— Begin DATA EXTRACT —
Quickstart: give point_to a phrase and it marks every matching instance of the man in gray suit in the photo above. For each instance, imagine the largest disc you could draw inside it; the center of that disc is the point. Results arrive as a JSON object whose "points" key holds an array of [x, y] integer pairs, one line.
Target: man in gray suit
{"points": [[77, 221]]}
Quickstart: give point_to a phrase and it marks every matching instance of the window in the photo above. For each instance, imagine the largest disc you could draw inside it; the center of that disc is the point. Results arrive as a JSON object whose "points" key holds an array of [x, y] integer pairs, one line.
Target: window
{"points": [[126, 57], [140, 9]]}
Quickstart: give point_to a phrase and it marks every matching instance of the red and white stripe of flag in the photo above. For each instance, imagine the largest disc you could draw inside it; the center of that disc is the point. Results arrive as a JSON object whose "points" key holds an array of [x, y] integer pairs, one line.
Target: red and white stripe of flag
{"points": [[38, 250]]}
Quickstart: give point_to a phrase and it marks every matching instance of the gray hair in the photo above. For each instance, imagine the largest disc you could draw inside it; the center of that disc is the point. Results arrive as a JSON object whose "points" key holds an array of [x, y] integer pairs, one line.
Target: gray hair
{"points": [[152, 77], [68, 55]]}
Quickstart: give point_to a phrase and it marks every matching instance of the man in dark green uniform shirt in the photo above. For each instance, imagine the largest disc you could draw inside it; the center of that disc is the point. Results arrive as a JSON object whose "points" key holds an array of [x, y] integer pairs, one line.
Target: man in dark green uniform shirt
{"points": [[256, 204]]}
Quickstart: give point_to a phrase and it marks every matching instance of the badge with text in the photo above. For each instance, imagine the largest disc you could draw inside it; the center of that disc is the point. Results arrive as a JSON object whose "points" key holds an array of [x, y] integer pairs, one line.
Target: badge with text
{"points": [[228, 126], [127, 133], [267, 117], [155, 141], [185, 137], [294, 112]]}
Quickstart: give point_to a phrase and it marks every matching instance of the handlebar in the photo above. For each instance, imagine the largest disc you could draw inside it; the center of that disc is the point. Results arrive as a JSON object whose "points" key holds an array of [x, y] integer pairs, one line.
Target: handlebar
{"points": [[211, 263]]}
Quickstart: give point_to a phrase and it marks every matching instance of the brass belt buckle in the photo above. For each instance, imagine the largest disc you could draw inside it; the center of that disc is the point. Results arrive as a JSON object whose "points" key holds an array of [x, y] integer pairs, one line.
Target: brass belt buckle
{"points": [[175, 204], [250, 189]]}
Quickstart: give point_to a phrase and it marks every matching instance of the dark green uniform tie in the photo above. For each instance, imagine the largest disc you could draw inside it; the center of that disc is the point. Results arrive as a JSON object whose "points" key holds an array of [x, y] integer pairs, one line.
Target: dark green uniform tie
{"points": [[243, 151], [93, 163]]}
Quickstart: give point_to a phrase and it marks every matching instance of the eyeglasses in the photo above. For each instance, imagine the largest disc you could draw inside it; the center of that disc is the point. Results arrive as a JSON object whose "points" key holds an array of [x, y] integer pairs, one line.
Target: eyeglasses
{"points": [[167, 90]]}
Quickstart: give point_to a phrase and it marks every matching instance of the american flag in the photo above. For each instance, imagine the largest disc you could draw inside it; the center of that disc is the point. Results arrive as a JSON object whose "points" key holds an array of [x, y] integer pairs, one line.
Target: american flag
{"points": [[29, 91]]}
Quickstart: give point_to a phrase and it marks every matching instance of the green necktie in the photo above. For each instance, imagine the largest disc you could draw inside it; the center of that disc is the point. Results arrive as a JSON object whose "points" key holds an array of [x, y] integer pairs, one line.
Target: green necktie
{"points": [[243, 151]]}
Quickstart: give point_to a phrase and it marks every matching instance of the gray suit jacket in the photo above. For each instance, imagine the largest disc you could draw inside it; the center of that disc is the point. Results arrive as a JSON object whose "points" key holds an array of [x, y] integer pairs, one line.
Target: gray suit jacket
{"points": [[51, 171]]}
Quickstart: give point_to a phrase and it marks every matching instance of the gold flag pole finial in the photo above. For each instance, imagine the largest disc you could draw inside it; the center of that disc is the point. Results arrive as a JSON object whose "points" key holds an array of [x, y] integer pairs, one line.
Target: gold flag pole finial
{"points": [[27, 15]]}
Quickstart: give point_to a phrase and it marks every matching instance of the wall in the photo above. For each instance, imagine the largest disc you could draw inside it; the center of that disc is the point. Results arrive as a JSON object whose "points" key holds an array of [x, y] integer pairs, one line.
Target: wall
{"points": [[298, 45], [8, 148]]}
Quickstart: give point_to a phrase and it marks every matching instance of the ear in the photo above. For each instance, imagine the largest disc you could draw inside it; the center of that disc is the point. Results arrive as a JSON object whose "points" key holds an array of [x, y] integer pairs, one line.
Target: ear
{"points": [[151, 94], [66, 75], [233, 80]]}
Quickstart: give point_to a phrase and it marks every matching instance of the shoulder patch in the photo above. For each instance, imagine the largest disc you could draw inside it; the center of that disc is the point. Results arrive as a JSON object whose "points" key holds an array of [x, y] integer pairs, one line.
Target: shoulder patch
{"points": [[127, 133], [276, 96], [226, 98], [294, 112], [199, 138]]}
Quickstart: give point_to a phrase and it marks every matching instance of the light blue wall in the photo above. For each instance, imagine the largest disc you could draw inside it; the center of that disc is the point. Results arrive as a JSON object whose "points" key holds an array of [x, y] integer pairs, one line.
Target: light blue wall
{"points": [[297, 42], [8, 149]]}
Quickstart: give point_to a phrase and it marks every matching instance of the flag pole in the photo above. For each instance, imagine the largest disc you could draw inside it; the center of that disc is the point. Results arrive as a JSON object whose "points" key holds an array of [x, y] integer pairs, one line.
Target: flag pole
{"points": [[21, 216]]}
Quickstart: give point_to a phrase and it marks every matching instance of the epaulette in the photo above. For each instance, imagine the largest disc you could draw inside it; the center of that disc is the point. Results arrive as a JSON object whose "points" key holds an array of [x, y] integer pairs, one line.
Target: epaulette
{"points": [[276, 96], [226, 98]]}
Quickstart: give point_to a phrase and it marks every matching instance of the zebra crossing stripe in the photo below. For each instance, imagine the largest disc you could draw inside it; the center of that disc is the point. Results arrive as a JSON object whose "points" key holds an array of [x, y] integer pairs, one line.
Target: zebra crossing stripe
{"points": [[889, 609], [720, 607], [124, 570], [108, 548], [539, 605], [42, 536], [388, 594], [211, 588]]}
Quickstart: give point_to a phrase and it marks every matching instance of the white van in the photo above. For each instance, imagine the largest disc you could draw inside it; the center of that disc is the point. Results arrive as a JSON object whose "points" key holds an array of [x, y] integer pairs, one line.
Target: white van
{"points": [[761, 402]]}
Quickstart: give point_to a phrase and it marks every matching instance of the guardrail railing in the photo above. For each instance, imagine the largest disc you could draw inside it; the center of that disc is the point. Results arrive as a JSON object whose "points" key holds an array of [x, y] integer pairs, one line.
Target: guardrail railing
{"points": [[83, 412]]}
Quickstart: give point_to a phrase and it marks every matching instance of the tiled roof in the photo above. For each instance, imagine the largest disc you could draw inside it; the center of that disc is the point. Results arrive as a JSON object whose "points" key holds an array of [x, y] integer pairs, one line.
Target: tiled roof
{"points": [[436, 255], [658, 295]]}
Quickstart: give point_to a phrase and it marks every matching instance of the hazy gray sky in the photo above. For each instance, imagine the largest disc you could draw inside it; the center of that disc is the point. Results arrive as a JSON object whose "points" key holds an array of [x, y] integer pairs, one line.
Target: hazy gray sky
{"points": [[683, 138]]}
— End DATA EXTRACT —
■ **REQUIRED TASK**
Every line above should be printed again exactly as it stands.

■ **TASK RESULT**
Quickstart: give point_to a phrase and it marks every matching instance of the man in gray suit in the photo above. For each instance, imagine the largest disc you could draw inside it; the center of that disc is the point. Results arrive as a JSON object whose "points" key holds an array of [x, y] integer pairs, one line.
Target: man in gray suit
{"points": [[77, 221]]}
Quickstart: give point_to a phrase and it marks every matching instance of the window in the photo above. For each instance, imagine the largest disc you could draw inside it; the center of that disc is the point. Results arrive as a JSON object whose "points" key holds an array of [x, y] integer pairs, one line.
Target: window
{"points": [[126, 57], [140, 9]]}
Quickstart: give point_to a phrase and it marks every matching instance of the red and white stripe of flag in the photo above. For each instance, imagine the largest disc you could draw inside it; the center of that disc is the point. Results arrive as a JSON object whose "points" key holds an array of [x, y] integer pairs, one line.
Target: red and white stripe of flag
{"points": [[38, 250]]}
Quickstart: give point_to a phrase and it marks every matching instance of the gray hair in the photo above. For each instance, imagine the largest disc you could draw inside it; the center of that disc is the point. Results arrive as a JSON object whose "points" key holds an array of [x, y] integer pairs, one line.
Target: gray hair
{"points": [[152, 77], [68, 55]]}
Quickstart: give point_to a phrase and it marks every matching instance of the man in dark green uniform shirt in the photo above. For each instance, imagine the largest disc you could draw inside it; the center of that disc is the point. Results arrive as a JSON object whose "points" key holds an array of [x, y] integer pairs, one line.
Target: man in dark green uniform shirt
{"points": [[256, 204]]}
Quickstart: give point_to a phrase and it marks every matching instance of the badge with text in the photo above. For each instance, imagine the largest disc you could draw inside it; the center of that disc is the point. Results arrive as a JSON object whose "points" key holds an array of [x, y] integer pairs, one line.
Target: badge with text
{"points": [[228, 126], [127, 133], [267, 117], [155, 141], [185, 137], [294, 112]]}
Quickstart: give point_to a phrase and it marks every matching instance of the handlebar in the photo above. For each instance, imagine the largest disc you could draw inside it; the center of that disc is the point. Results arrive as a JSON object whose "points" key holds an array of [x, y] integer pairs, one line.
Target: handlebar
{"points": [[211, 263]]}
Quickstart: give point_to a phrase and it marks every matching instance of the brass belt buckle in the photo above. For each instance, imagine the largest disc you could draw inside it; the center of that disc is the point. Results arrive as a JSON object whose "points" key holds an array of [x, y] integer pairs, one line.
Target: brass belt buckle
{"points": [[175, 204], [250, 189]]}
Quickstart: give point_to a phrase and it marks every matching instance of the dark green uniform tie in the photo above. For each instance, imagine the largest disc you could draw inside it; the center of that disc is the point. Results arrive as a JSON object whose "points" key holds an array of [x, y] integer pairs, one line.
Target: dark green uniform tie
{"points": [[243, 151], [93, 163]]}
Quickstart: give point_to a phrase and it marks every matching instance of the eyeglasses in the photo above. For each instance, imagine the largest disc you could draw inside it; the center of that disc is the point. Results arrive as a JSON object whose "points" key holds an array of [x, y] integer pairs, one line.
Target: eyeglasses
{"points": [[167, 90]]}
Quickstart: give point_to a phrase and it marks every matching instance of the american flag in the photo above. For each instance, imagine the largest disc you could draw inside it; the center of that disc is the point. Results arrive as a JSON object whose "points" key holds an array of [x, y] integer pairs, one line.
Target: american flag
{"points": [[29, 91]]}
Quickstart: give point_to a phrase and it marks every matching instance of the green necktie in the photo above. For each instance, imagine the largest disc you could draw inside it; the center of that disc is the point. Results arrive as a JSON object whose "points" key holds an array of [x, y] integer pairs, one line.
Target: green necktie
{"points": [[243, 151]]}
Quickstart: give point_to a phrase and it marks every matching instance of the gray suit jacket in the photo above. For each instance, imagine the largest disc you could draw inside it; the center of that disc is the point. Results arrive as a JSON object whose "points" key holds an array of [x, y] integer pairs, one line.
Target: gray suit jacket
{"points": [[51, 171]]}
Quickstart: give point_to a phrase and it marks every matching instance of the gold flag pole finial in the photo above. For each instance, imagine the largest disc you could draw inside it; the center of that disc is the point. Results arrive as a JSON object whose "points" key holds an array of [x, y] integer pairs, one line.
Target: gold flag pole finial
{"points": [[27, 15]]}
Quickstart: give point_to a phrase and it marks every matching instance of the wall in the photo above. For each instance, imagine the largest disc you could draw inside it; the center of that disc is the point. Results arrive as a JSON object whose "points" key holds an array of [x, y] integer pairs, one line.
Target: wall
{"points": [[298, 45], [8, 148]]}
Quickstart: give point_to a phrase and it marks every matching instance of the ear in the photo above. For each instance, imagine the largest disc you could draw inside it; the center of that disc is the point. Results arrive as a JSON object whose "points" key holds an array of [x, y] integer pairs, one line.
Target: ear
{"points": [[151, 94], [66, 75], [233, 80]]}
Quickstart: give point_to a phrase and it marks every matching instance of the shoulder patch in the photo above. For each instance, imagine the largest disc you could draw inside it; the center of that disc is the point. Results arrive as a JSON object whose "points" key holds an array of [x, y] integer pairs, one line.
Target: shoulder patch
{"points": [[127, 133], [276, 96], [226, 98], [294, 112], [199, 138]]}
Quickstart: give point_to a phrase and it marks every matching instance of the light blue wall in the photo above. For each instance, imagine the largest disc you could draw inside it; the center of that disc is the point. Results arrive as a JSON object whose "points" key holds an array of [x, y] integer pairs, one line.
Target: light blue wall
{"points": [[297, 42], [8, 149]]}
Quickstart: give point_to a phrase and it marks every matching instance of the flag pole in the photo above. For each instance, imagine the largest disc you could draw inside it; the center of that disc is the point. Results arrive as a JSON object whose "points" key holds an array of [x, y] integer pairs, one line.
Target: flag pole
{"points": [[21, 216]]}
Quickstart: give point_to a phrase and it marks every matching instance of the epaulette in the photo above. For each instance, imagine the largest disc you could draw inside it; the center of that disc is the point. Results arrive as a JSON object whose "points" key holds an array of [x, y] integer pairs, one line.
Target: epaulette
{"points": [[276, 96], [226, 98]]}
Quickstart: give point_to a phrase and it marks every matching instance of the zebra crossing stripe in the photo below. For each instance, imagine the largest disc you could draw inside it; the center of that disc is the point. Results arrive as a JSON object whose "points" key holds an array of [x, y] integer pairs, one line.
Target: zebra crossing stripe
{"points": [[889, 609], [720, 607], [124, 570], [108, 548], [539, 605], [42, 536], [388, 594], [211, 588]]}
Quickstart: give point_to a phrase and it marks every matching instance of the white van in the photo above. For each instance, imagine the largest disc you could draw inside it; the center of that disc is the point. Results arrive as a JSON object whose "points" key holds an array of [x, y] integer pairs, one line.
Target: white van
{"points": [[761, 402]]}
Quickstart: give point_to a phrase and it marks every matching instance of the guardrail railing in the photo above. For each instance, imagine the largest disc you could draw inside it; the center of that disc is the point. Results arrive as a JSON object whose "points" key holds an array of [x, y] integer pairs, one line.
Target: guardrail railing
{"points": [[83, 412]]}
Quickstart: give point_to a phrase and it marks every matching instance of the tiled roof in the photo above. For each instance, imagine the largest disc you could draw inside it; the center of that disc is the point. Results arrive as a JSON object whose "points" key holds an array of [x, y] integer pairs, one line.
Target: tiled roof
{"points": [[436, 255], [658, 295]]}
Quickstart: give point_to a phrase and it marks every matching instance of the hazy gray sky in the photo above. For each instance, imagine the largest disc you could draw inside it; the center of that disc is the point. Results arrive as a JSON object whose "points" key holds an array of [x, y] integer pairs, one line.
Target: hazy gray sky
{"points": [[683, 138]]}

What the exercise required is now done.